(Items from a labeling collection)
****

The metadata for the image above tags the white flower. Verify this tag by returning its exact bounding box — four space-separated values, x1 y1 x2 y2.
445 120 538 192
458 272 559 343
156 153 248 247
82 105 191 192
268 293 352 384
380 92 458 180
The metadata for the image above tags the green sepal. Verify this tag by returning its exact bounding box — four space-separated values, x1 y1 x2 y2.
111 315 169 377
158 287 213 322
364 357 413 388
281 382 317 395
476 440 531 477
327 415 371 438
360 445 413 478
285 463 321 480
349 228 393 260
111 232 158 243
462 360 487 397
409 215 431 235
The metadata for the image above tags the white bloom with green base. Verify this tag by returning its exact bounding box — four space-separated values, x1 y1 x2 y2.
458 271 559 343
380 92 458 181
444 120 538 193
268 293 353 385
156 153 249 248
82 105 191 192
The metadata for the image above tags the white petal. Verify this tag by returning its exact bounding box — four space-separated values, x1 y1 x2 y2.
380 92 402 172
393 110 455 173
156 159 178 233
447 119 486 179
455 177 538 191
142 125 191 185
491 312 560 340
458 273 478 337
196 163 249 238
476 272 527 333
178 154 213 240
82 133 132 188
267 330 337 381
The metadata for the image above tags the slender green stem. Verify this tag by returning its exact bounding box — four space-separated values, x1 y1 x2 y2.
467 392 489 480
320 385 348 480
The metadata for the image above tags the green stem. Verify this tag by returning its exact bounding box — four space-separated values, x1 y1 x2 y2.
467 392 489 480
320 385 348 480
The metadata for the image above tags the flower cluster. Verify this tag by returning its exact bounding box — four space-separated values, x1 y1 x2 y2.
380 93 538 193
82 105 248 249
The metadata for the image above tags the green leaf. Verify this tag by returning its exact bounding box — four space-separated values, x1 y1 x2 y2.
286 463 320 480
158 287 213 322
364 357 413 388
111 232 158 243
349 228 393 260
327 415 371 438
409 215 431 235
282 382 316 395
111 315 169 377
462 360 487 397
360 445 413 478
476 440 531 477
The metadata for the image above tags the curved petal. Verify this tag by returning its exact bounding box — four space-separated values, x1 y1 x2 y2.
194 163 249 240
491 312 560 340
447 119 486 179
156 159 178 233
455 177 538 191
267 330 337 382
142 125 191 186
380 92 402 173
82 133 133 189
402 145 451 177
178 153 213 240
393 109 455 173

****

EXERCISE GOAL
Lay out every line of the records above as a JSON list of strings, one string per line, leaving out blank lines.

EXERCISE OUTPUT
[
  "The metadata for the image above tags the white flower. Verify this tag by returning its exact bounding box — four space-separated values, x1 y1 x2 y2.",
  "445 120 538 192",
  "458 272 559 343",
  "156 153 248 247",
  "82 105 191 192",
  "268 293 352 384",
  "380 92 458 180",
  "The metadata for the image above tags the green sepal. Verify this tag by returning its exact bounding box — four space-separated values, x1 y1 x2 y2.",
  "111 315 169 377",
  "158 287 213 322",
  "364 357 413 388",
  "281 382 317 395",
  "476 440 531 477",
  "327 415 371 438",
  "360 445 413 478",
  "285 463 321 480",
  "349 228 393 260",
  "111 232 158 243",
  "462 360 487 397",
  "409 215 431 235",
  "The metadata for the image above tags the white bloom with green base. Verify this tag by returning its exact bounding box — four space-separated values, x1 y1 x2 y2.",
  "458 271 559 343",
  "380 92 458 181",
  "444 120 538 193",
  "268 293 353 385",
  "156 153 249 248",
  "82 105 191 192",
  "The metadata for the image above tags the white petal. Verify this tag by returning its exact bounding box — four space-separated values, x1 y1 x2 y2.",
  "380 92 402 172",
  "393 110 455 173",
  "156 159 178 233",
  "447 119 486 179",
  "455 177 538 191",
  "142 125 191 185",
  "491 312 560 340",
  "458 273 478 337",
  "196 163 249 238",
  "476 272 527 333",
  "178 154 213 240",
  "82 133 132 188",
  "267 330 337 381",
  "The metadata for the image above tags the slender green stem. Verify this tag by returning its exact bounding box — four space-separated values, x1 y1 x2 y2.",
  "467 392 489 480",
  "320 385 348 480",
  "The metadata for the image above tags the green stem. Verify this tag by returning its exact bounding box — four space-separated values, x1 y1 x2 y2.",
  "467 392 489 480",
  "320 385 348 480",
  "The metadata for the image above tags the flower cluster. Verify this tag by returning its exact bounding box — four space-separated values, x1 y1 x2 y2.",
  "380 93 538 193",
  "82 105 248 249",
  "The metadata for the image above tags the green leaf. Verify this tag by returning its exact bounding box — four space-separated values, x1 y1 x2 y2.",
  "286 463 320 480",
  "158 287 213 322",
  "364 357 413 388",
  "111 232 158 243",
  "349 228 393 260",
  "327 415 371 438",
  "409 215 431 235",
  "282 382 316 395",
  "111 315 169 377",
  "462 360 487 397",
  "360 445 413 478",
  "476 440 531 477",
  "The metadata for the image above tags the curved petal. Verify this tag by returning its exact bounding box — four space-separated values, x1 y1 x2 y2.",
  "194 163 249 240",
  "491 312 560 340",
  "447 119 486 179",
  "156 159 178 233",
  "455 177 538 191",
  "267 330 337 382",
  "142 125 191 186",
  "380 92 402 173",
  "82 133 133 189",
  "402 145 451 177",
  "178 153 213 240",
  "393 109 455 173"
]